Your answer should hold all lines of the entries that include the word "dark".

*Dataset entries*
------------

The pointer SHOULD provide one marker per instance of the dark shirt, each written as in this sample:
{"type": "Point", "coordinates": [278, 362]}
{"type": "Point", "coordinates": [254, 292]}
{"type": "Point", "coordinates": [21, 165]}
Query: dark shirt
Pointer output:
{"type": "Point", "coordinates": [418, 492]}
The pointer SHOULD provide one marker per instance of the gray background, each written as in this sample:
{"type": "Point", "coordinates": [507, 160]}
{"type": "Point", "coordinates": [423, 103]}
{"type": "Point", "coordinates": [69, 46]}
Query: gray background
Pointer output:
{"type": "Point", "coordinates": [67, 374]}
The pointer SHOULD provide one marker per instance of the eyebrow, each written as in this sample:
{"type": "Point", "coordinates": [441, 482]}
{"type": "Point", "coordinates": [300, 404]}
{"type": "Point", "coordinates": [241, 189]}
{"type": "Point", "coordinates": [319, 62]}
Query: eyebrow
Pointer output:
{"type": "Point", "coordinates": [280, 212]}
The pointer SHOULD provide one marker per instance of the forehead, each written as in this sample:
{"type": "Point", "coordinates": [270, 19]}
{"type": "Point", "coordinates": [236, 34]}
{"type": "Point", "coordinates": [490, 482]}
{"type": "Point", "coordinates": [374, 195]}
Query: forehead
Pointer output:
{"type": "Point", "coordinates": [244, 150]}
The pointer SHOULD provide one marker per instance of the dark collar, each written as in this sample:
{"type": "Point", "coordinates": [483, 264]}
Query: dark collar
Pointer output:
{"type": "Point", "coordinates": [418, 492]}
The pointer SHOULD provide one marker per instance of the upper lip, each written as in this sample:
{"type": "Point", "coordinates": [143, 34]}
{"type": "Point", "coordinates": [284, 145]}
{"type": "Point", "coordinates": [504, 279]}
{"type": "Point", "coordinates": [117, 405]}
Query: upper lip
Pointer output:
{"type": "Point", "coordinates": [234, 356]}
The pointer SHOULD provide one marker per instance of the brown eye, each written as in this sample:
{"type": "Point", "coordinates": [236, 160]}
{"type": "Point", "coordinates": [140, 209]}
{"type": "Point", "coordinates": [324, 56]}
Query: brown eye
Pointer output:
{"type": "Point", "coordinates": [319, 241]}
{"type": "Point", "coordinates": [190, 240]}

------------

*Written answer*
The pointer SHOULD provide one marker per instance of the dark shirt, each written as in this sample:
Query: dark shirt
The pointer SHOULD provide one marker per instance of the dark collar, each written as in this sample:
Query: dark collar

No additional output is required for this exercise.